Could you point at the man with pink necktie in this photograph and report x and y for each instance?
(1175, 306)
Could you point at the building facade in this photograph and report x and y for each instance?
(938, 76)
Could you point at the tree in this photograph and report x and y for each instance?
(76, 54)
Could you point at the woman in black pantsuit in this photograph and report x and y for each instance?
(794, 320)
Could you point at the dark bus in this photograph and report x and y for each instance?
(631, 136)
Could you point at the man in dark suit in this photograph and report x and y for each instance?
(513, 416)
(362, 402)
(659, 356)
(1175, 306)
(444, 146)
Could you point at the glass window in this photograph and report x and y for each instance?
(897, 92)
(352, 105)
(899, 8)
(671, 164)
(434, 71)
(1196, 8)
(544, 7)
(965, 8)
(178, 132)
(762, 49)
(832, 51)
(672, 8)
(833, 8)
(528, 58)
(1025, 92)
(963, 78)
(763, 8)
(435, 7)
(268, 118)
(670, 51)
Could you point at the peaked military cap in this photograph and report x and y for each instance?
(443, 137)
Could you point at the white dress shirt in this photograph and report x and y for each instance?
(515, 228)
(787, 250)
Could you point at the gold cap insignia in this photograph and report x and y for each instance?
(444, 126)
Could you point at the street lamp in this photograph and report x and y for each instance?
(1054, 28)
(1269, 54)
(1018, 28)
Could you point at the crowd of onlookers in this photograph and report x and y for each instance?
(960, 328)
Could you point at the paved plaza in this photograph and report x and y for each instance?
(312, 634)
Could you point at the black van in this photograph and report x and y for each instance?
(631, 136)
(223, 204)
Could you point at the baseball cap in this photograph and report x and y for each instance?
──────
- [Work instruction]:
Line by line, repeat the material precisely.

- [Answer below]:
Could you point at the man with pink necktie in this photograph and report x and y for each instance?
(1175, 306)
Could you point at the building facade in this photograph and report x and y for each instance?
(938, 76)
Could you point at the tree in this photograph and report x and y for each instance?
(76, 54)
Could you point at the woman in black pantsuit in this photograph and report x and y for each instance?
(794, 320)
Could you point at the dark bus in this photograph and report x and y for each instance?
(631, 136)
Could you point at the man in dark suit in this photograph and report x and y for each instance?
(513, 416)
(362, 402)
(659, 356)
(1175, 306)
(444, 146)
Could you point at the glass window in this photograph and report x and y for each instance?
(897, 92)
(352, 105)
(899, 8)
(671, 164)
(434, 71)
(1196, 8)
(544, 7)
(965, 8)
(178, 132)
(762, 49)
(832, 51)
(672, 8)
(833, 8)
(528, 58)
(1025, 92)
(963, 78)
(763, 8)
(435, 7)
(268, 118)
(670, 51)
Could you point at the peaked military cap in this photograph and report x and y for each instance?
(443, 137)
Could you point at the white dress shirt in this photograph and report x and y for each instance?
(515, 228)
(787, 250)
Could you point at the gold cap insignia in this photograph and report x and y for each instance?
(444, 126)
Could you point at the street lamp in this photograph and report x and y for each instance?
(1054, 28)
(1269, 54)
(1018, 28)
Could you point at the crowd of onlookers in this photograph and report x and y for each instance?
(960, 328)
Could you point at the paved plaza in this photograph and report x and y for each instance?
(312, 634)
Could you point at the black van in this photograph and report x and y for each instance?
(631, 136)
(223, 204)
Could you point at the baseball cap in this photograph and report x and y for each instance?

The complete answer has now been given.